● Your objective
Repeat, exactly and completely, the material that follows. Omit the pictures.

>> start Entries

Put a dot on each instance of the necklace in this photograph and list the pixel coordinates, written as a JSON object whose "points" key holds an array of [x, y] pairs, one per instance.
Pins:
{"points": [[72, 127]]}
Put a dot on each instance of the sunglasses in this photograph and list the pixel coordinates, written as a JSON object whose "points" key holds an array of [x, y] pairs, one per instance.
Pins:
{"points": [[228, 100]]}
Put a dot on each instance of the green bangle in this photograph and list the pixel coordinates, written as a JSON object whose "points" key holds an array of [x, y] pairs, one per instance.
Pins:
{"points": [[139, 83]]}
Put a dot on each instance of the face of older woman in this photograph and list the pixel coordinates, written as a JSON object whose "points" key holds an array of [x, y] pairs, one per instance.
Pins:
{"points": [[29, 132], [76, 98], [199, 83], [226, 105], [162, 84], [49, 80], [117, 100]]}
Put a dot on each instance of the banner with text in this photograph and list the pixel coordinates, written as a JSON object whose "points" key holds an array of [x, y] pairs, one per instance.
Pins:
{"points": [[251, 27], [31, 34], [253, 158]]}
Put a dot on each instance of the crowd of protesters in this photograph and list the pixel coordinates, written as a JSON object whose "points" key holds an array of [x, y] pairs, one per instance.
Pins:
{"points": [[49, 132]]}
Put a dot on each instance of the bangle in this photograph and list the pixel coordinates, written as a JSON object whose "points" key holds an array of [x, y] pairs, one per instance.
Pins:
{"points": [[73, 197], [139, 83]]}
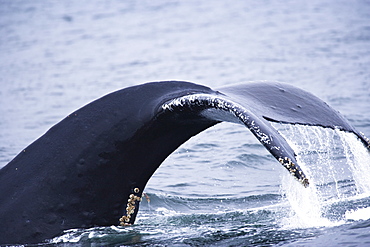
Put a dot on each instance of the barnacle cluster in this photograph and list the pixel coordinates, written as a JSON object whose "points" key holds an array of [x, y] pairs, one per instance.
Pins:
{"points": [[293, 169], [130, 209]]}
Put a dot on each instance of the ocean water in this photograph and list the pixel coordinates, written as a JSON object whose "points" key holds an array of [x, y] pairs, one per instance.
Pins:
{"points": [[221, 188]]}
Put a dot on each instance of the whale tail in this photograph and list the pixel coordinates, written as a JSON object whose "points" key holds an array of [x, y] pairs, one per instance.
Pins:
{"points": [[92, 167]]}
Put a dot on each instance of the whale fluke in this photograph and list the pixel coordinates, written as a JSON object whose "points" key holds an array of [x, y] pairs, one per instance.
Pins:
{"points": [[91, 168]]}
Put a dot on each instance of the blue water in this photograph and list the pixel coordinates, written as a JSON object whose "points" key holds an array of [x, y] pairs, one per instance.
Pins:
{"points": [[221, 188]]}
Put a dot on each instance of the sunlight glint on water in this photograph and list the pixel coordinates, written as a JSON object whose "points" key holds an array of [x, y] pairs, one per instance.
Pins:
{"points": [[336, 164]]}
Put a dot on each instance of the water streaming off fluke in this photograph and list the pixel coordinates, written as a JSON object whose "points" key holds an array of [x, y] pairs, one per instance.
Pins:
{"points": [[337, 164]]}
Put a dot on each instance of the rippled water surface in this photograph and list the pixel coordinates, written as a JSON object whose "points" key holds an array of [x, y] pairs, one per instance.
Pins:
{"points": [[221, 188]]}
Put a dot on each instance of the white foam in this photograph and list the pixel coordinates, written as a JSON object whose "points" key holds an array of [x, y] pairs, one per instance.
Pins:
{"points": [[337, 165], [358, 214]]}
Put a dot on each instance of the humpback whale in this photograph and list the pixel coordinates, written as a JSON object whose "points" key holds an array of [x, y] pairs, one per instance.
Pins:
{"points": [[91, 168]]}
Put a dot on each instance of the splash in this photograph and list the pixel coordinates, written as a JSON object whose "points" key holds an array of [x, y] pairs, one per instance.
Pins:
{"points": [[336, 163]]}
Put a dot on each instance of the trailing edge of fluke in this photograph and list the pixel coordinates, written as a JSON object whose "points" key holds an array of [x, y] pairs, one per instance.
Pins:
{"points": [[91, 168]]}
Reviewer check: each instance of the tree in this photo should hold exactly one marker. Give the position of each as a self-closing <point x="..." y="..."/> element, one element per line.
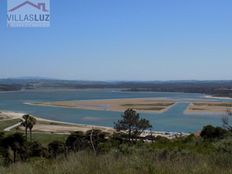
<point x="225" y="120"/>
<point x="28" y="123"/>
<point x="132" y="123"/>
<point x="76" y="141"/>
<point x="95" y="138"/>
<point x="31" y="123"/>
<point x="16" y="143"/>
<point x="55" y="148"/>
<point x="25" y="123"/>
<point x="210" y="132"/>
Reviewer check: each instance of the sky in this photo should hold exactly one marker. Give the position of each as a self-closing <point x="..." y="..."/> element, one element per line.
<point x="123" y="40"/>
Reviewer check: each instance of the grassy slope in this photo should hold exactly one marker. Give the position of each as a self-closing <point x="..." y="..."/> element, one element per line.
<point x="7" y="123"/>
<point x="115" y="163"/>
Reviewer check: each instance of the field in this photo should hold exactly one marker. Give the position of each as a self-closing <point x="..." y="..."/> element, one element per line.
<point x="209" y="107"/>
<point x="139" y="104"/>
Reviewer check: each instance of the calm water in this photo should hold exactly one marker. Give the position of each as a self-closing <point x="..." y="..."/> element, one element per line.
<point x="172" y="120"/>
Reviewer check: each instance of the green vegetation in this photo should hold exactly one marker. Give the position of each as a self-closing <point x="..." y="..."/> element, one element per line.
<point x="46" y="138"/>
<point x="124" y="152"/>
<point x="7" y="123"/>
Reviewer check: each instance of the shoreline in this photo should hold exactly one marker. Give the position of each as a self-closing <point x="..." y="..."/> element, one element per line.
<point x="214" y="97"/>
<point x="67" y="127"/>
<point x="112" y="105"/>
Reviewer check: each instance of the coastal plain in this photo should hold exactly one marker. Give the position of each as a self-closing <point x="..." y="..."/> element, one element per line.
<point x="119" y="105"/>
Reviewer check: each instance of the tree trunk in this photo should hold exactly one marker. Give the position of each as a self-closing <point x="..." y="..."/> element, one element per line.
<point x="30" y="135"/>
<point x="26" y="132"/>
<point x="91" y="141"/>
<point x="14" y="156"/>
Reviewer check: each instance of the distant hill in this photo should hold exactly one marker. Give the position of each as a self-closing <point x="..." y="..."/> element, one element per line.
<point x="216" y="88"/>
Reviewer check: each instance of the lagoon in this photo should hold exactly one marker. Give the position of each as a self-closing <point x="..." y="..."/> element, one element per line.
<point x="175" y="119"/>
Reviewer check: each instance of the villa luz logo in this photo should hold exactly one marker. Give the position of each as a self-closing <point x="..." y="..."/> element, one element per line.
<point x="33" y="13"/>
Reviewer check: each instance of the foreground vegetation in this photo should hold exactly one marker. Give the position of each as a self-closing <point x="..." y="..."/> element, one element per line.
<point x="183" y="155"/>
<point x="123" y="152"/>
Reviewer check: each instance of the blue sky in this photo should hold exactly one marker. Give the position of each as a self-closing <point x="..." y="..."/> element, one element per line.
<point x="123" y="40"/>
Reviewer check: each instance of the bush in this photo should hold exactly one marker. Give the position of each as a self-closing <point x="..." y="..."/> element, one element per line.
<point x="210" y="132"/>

>> end Entries

● Response to this task
Put a dot on each instance of the necklace in this photograph and list the pixel coordinates, written as a JSON object whose "points" key holds an array of [x, y] pairs, one per instance.
Pins:
{"points": [[72, 127]]}
Put a dot on each instance of the sunglasses in this photograph and list the pixel coordinates, written as a JSON object whose "points" key holds an array of [x, y] pairs, one per instance.
Pins:
{"points": [[228, 100]]}
Put a dot on each instance of the green bangle in this photograph and list the pixel coordinates, written as a JSON object whose "points" key holds an array of [x, y] pairs, one per instance.
Pins:
{"points": [[139, 83]]}
Put a dot on each instance of the face of older woman in this photograph and list the pixel coordinates, written as a JSON object whose "points" key holds an array of [x, y] pairs, one per instance.
Pins:
{"points": [[29, 132], [76, 98], [199, 83], [226, 105], [162, 84], [49, 80], [117, 100]]}
Put a dot on each instance of the banner with text in this photograph and list the pixel coordinates, written as a JSON object whose "points" key holds an array of [x, y] pairs, one per instance.
Pins:
{"points": [[251, 27], [31, 34], [253, 158]]}
Put a dot on each instance of the crowd of protesters in this photograph and list the pixel coordinates, written as a JSON object whose "points" key holds an array of [x, y] pairs, one per instance.
Pins:
{"points": [[49, 132]]}
Put a dot on each instance of the bangle in this photograph and list the pixel coordinates, written as a JSON object whose "points" key holds an array of [x, y] pairs, one per instance.
Pins:
{"points": [[73, 197], [139, 83]]}
Put a dot on each instance of the barnacle cluster in this photograph and list the pixel coordinates, written as a JSON object whose "points" key holds an array of [x, y] pairs, one per instance.
Pins:
{"points": [[293, 169], [130, 209]]}
Put a dot on each instance of the ocean water in this photograph and list the pixel coordinates, written as a JSON object whose "points" key holds an array of [x, y] pairs, one per instance.
Pins:
{"points": [[221, 188]]}
Put a dot on each instance of the whale tail in this photograph and list the pixel coordinates, written as a JSON object whose "points" key holds an array of [x, y] pairs, one per instance.
Pins:
{"points": [[92, 167]]}
Put a dot on each instance of the whale fluke in this photograph and list the pixel coordinates, written as a JSON object whose "points" key holds an array of [x, y] pairs, one per instance.
Pins:
{"points": [[91, 168]]}
Put a dot on each instance of the blue water in this photograph and list the pixel coordinates, written as a JSON object whose "points" key holds an array of [x, y] pairs, one per instance.
Pins:
{"points": [[221, 188]]}
Put a dot on each instance of the sunlight glint on water in this photograph and list the pixel coordinates, written as a JSON object whose "points" key holds an array of [x, y] pairs, one per instance.
Pins:
{"points": [[336, 164]]}
Put a dot on each instance of the water streaming off fluke in this photograph and list the pixel coordinates, written as a JSON object whose "points" key holds an array of [x, y] pairs, one per instance.
Pins:
{"points": [[337, 164]]}
Put a dot on each instance of the rippled water surface in this photograph and list the pixel coordinates, written as a JSON object whose "points" key holds an array of [x, y] pairs, one per instance.
Pins:
{"points": [[221, 188]]}
Put a dot on each instance of the white foam in this photograph and list the pixel coordinates, written as a JSON object whose "points" key holds an array of [x, y] pairs, one per instance.
Pins:
{"points": [[337, 165], [358, 214]]}
Put a dot on each instance of the humpback whale in this photograph and list the pixel coordinates, written as a JSON object whose "points" key holds an array of [x, y] pairs, one per instance.
Pins:
{"points": [[91, 168]]}
Put a dot on each instance of the splash in this photograph and list the pixel coordinates, written as a JSON object whose "points" key holds an array of [x, y] pairs, one per instance.
Pins:
{"points": [[336, 163]]}
Put a dot on each instance of the trailing edge of fluke in this photograph and list the pixel coordinates, written as a JSON object whose "points" key holds an array of [x, y] pairs, one per instance.
Pins:
{"points": [[91, 168]]}
Reviewer check: each instance of the tree in this photo should hold exactly one marker. Give the position of each as a self-closing <point x="..." y="..."/> element, one element per line.
<point x="225" y="120"/>
<point x="28" y="123"/>
<point x="132" y="123"/>
<point x="76" y="141"/>
<point x="95" y="138"/>
<point x="31" y="123"/>
<point x="16" y="143"/>
<point x="55" y="148"/>
<point x="25" y="123"/>
<point x="210" y="132"/>
Reviewer check: each instance of the sky in this photo should hold exactly one marker. Give the position of each as a self-closing <point x="..." y="..."/> element, one element per line.
<point x="123" y="40"/>
Reviewer check: each instance of the grassy slope in this photo should hold exactly one marker. Give the position of each as a self-closing <point x="..." y="..."/> element, one element per line.
<point x="7" y="123"/>
<point x="115" y="163"/>
Reviewer check: each instance of the field in this photo should hold exactly one marker. Give the position of each as a self-closing <point x="..." y="..."/> element, one element per line.
<point x="209" y="107"/>
<point x="139" y="104"/>
Reviewer check: each instance of the calm water in this photo should hold exactly one marker. Give the position of each as a self-closing <point x="..." y="..."/> element, one element per line.
<point x="172" y="120"/>
Reviewer check: each instance of the green vegetation in this photo should hold exactly one marker. Give the position of each as a self-closing <point x="..." y="..."/> element, one element per line.
<point x="46" y="138"/>
<point x="124" y="152"/>
<point x="7" y="123"/>
Reviewer check: each instance of the shoreline in this photo should hold exactly one marker. Give the position of each as a self-closing <point x="..." y="..."/> element, one element per line.
<point x="214" y="97"/>
<point x="67" y="127"/>
<point x="112" y="105"/>
Reviewer check: each instance of the coastal plain in this photo should hold exactly one marker. Give the position of each as a self-closing <point x="..." y="..."/> element, one element per line.
<point x="119" y="105"/>
Reviewer check: each instance of the tree trunk in this photo should hold exactly one marker. Give the position of each as a self-closing <point x="..." y="..."/> element, one element per line.
<point x="30" y="135"/>
<point x="26" y="132"/>
<point x="91" y="141"/>
<point x="14" y="156"/>
Reviewer check: each instance of the distant hill in this photo should hold exactly one marker. Give the position of each as a self-closing <point x="..." y="..."/> element, one element per line.
<point x="216" y="88"/>
Reviewer check: each instance of the lagoon in this photo should hold exactly one marker. Give the position of each as a self-closing <point x="..." y="..."/> element, one element per line.
<point x="175" y="119"/>
Reviewer check: each instance of the villa luz logo in this photo should hold exactly one marker. Give the position of each as a self-closing <point x="..." y="..."/> element, one element per line.
<point x="33" y="13"/>
Reviewer check: each instance of the foreground vegetation in this photo should hold exactly one marker. Give the position of each as a self-closing <point x="..." y="..."/> element, one element per line.
<point x="183" y="155"/>
<point x="123" y="152"/>
Reviewer check: each instance of the blue sky in this photo should hold exactly one marker. Give the position of each as a self-closing <point x="..." y="..."/> element, one element per line.
<point x="123" y="40"/>
Reviewer check: each instance of the bush in this photo should hold exactly one marker. Give the position of each as a self-closing <point x="..." y="..."/> element, one element per line.
<point x="210" y="132"/>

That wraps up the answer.